- Directions for this task
Starting at the line that has "query | woman's fingers" and stopping after the line that has "<point>361,238</point>", rewrite every line of that material. Increase each coordinate in the output points by 22 and leave all other numbers, including the sample points on the format lines, as they are.

- Source records
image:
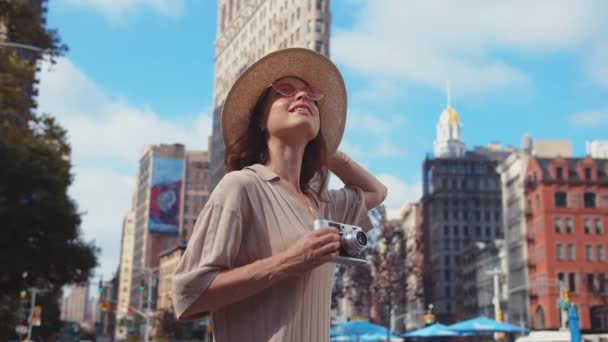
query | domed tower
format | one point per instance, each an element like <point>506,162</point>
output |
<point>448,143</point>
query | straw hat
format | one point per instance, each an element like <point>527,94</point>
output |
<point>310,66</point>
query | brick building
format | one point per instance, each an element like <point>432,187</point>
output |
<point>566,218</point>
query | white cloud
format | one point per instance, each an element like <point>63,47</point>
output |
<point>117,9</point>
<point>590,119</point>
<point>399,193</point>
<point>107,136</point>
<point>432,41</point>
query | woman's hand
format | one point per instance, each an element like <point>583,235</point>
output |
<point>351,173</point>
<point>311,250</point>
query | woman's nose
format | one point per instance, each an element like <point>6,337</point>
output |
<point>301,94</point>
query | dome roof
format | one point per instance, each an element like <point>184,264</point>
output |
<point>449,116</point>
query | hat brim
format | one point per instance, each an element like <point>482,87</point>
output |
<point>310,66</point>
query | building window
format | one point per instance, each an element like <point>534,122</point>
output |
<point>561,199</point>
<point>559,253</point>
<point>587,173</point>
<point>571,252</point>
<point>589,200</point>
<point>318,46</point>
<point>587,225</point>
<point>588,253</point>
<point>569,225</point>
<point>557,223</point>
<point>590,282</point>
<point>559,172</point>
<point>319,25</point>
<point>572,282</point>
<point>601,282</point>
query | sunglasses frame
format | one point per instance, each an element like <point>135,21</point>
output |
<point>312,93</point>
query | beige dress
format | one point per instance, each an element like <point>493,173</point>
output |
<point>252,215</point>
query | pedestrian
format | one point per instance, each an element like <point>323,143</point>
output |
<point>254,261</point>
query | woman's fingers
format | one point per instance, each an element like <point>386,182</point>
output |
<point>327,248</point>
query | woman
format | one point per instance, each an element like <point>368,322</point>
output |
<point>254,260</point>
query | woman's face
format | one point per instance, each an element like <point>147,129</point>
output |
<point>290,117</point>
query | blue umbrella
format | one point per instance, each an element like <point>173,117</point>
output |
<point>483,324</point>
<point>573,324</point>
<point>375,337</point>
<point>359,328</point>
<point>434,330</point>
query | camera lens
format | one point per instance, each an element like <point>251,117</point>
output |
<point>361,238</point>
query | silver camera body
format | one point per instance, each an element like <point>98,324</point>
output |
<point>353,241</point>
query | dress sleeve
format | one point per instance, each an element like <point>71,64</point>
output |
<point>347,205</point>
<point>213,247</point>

--

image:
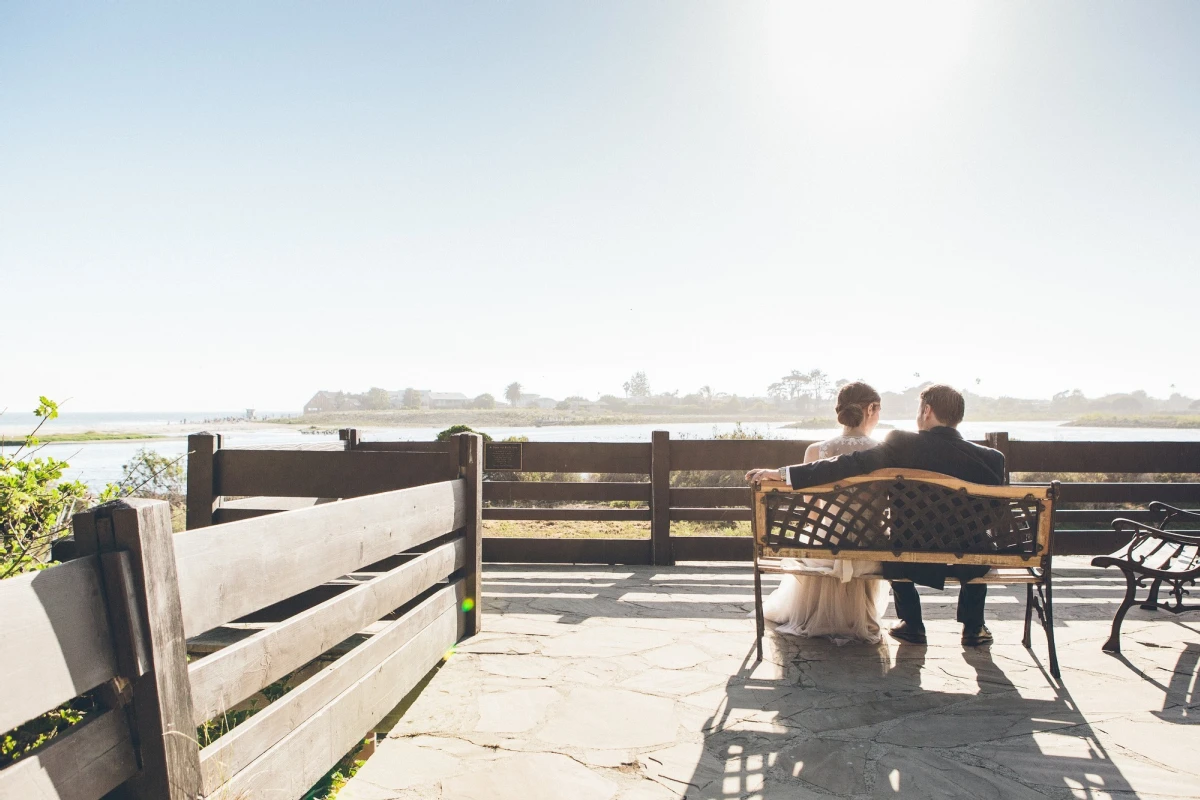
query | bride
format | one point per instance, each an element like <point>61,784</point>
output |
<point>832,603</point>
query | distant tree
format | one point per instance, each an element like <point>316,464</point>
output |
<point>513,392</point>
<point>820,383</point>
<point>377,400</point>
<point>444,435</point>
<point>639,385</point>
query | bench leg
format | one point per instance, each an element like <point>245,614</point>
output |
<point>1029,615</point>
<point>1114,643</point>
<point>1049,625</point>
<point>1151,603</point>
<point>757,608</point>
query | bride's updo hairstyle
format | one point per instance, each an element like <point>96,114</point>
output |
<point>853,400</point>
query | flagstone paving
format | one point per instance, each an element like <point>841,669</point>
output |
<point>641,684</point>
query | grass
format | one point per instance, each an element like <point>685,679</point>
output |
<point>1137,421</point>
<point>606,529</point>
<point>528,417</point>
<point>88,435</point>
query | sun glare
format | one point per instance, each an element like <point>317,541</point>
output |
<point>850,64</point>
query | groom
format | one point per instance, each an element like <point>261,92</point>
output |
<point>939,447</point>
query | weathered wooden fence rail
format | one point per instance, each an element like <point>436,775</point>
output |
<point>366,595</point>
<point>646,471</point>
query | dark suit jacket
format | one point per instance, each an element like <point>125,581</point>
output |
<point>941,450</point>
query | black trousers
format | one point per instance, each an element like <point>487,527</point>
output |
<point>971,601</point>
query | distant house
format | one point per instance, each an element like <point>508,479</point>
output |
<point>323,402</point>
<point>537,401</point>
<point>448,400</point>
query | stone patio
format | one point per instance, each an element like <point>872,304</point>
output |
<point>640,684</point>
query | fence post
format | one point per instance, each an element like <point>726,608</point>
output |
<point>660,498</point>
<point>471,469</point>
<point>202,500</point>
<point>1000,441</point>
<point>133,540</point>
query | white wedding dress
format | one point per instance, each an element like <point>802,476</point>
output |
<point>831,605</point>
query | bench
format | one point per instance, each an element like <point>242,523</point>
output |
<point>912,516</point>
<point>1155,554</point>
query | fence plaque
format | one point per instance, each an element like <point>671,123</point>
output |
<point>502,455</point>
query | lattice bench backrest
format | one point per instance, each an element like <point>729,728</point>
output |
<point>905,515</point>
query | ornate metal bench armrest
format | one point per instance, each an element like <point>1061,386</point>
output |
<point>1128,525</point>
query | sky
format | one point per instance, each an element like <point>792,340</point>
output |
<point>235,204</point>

- Answer to the task
query | woman's fingers
format | one point per instance, each an element like <point>386,182</point>
output |
<point>349,270</point>
query | woman
format | one point per instance, each an element like <point>368,322</point>
output |
<point>276,282</point>
query | woman's face
format | one point per instance, each an element like <point>147,129</point>
output |
<point>312,139</point>
query | blue umbrella
format | one point per instance, each an element like <point>173,117</point>
output |
<point>505,346</point>
<point>595,346</point>
<point>397,359</point>
<point>381,350</point>
<point>456,352</point>
query | camera lens
format | one point per instance, each an element like <point>251,117</point>
output |
<point>383,260</point>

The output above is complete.